▸ Aim of the task
Extract the line that contains "Where can you find the building" and every line after it to the end of the records below, exactly as written and nothing else.
[Available records start]
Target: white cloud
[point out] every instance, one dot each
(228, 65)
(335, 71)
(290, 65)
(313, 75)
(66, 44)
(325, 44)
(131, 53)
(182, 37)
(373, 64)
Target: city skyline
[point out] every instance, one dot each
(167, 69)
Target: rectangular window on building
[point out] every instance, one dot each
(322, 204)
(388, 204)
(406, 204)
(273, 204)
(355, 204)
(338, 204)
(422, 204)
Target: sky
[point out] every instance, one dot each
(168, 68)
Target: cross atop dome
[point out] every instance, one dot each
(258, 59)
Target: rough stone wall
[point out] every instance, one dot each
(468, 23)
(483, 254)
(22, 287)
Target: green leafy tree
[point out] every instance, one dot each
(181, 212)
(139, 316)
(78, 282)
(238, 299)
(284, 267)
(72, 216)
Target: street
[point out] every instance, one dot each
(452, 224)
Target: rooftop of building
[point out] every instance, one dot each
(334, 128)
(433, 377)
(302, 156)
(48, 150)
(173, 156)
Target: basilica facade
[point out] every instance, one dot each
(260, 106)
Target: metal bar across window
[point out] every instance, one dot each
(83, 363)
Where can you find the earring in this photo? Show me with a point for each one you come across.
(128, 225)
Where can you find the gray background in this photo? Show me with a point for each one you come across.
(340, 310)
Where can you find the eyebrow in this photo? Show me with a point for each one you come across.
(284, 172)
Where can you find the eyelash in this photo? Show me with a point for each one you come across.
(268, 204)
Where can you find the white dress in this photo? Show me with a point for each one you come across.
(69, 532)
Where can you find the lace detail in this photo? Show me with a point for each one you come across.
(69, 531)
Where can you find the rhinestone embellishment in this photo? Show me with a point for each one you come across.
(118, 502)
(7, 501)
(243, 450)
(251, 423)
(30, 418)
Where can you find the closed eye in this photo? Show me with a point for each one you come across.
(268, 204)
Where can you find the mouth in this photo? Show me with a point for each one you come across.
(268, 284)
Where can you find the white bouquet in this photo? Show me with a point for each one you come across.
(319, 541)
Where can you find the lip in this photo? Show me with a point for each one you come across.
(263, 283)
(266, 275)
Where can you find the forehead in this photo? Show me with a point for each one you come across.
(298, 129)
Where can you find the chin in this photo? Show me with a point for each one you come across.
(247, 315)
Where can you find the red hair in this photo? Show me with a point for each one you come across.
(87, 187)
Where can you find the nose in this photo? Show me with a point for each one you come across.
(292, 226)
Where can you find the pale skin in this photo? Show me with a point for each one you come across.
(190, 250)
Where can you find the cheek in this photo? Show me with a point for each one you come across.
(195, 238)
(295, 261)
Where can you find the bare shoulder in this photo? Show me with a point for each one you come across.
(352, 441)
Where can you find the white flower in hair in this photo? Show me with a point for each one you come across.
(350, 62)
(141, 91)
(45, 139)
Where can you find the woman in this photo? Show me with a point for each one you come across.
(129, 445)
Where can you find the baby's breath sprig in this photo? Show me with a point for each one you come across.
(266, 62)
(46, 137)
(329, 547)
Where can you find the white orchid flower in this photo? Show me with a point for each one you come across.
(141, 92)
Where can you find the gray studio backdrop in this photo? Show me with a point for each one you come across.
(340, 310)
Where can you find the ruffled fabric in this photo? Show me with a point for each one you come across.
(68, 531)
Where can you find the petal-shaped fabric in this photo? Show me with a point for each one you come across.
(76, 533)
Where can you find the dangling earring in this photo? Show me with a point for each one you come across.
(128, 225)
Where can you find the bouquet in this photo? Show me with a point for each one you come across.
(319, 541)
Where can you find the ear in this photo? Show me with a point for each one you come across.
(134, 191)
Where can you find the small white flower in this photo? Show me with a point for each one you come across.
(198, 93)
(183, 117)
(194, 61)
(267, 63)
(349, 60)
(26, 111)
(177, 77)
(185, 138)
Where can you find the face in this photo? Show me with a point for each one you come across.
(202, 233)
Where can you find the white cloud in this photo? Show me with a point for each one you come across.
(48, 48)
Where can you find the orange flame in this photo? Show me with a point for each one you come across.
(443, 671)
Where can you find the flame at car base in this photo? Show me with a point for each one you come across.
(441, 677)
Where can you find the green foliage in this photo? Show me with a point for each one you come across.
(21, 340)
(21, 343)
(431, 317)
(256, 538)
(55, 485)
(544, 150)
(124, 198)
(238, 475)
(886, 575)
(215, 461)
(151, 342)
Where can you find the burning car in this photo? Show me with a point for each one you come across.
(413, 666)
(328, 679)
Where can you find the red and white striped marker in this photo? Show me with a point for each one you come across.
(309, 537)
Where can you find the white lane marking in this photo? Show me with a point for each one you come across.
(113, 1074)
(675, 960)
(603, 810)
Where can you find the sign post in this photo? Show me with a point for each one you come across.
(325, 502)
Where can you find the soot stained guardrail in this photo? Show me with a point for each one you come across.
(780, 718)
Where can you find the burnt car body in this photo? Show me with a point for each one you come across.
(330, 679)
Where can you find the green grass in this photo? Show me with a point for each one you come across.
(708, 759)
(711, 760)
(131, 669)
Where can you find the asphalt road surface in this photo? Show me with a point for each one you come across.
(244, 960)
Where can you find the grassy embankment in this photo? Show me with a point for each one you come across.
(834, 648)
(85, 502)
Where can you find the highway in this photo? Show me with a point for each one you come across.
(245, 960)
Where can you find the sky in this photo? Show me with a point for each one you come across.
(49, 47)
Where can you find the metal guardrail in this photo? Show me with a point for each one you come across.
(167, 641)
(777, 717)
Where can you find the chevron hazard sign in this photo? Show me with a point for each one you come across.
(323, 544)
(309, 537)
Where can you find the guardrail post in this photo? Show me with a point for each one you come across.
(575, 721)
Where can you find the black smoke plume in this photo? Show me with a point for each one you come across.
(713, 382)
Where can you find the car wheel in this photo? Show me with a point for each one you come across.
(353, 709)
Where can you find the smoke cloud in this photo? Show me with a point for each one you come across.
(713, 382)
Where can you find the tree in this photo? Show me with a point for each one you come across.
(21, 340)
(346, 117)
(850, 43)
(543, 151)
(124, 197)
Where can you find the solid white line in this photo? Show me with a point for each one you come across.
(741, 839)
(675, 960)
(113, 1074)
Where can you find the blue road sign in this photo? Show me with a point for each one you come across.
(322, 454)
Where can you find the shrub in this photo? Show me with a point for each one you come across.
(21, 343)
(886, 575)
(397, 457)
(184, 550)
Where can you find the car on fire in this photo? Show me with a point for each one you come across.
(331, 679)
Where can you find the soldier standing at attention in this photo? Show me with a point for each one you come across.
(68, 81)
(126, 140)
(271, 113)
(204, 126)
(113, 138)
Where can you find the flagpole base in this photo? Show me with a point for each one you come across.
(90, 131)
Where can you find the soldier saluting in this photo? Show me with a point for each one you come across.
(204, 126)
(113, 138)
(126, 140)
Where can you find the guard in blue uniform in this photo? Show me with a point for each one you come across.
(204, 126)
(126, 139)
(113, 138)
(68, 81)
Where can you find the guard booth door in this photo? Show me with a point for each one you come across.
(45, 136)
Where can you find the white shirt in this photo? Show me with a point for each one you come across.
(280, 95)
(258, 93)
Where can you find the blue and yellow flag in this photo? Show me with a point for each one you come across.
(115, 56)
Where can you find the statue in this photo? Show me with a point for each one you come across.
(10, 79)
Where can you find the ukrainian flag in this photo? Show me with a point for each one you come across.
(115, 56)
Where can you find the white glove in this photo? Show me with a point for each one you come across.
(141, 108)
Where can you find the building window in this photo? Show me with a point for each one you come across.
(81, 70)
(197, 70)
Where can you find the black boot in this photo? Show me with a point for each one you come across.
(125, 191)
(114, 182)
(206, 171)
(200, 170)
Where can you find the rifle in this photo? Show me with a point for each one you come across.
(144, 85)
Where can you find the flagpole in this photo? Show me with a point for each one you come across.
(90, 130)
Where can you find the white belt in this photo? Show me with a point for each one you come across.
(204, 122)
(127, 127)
[Available records end]
▸ Response to the exercise
Where can you find the building window in this photo? Show me with a point for each one you come across.
(81, 70)
(197, 70)
Where can you find the black boot in this photo? Show me with a point for each one you come across.
(125, 191)
(114, 182)
(206, 171)
(200, 170)
Where can you find the rifle in this photo? Show me with a point for each one you come across.
(144, 85)
Where can you find the flagpole in this photo? Show me with a point for each one you come across.
(90, 130)
Where can you find the white belt in this photo? Show me with a point for each one you come across.
(204, 122)
(127, 127)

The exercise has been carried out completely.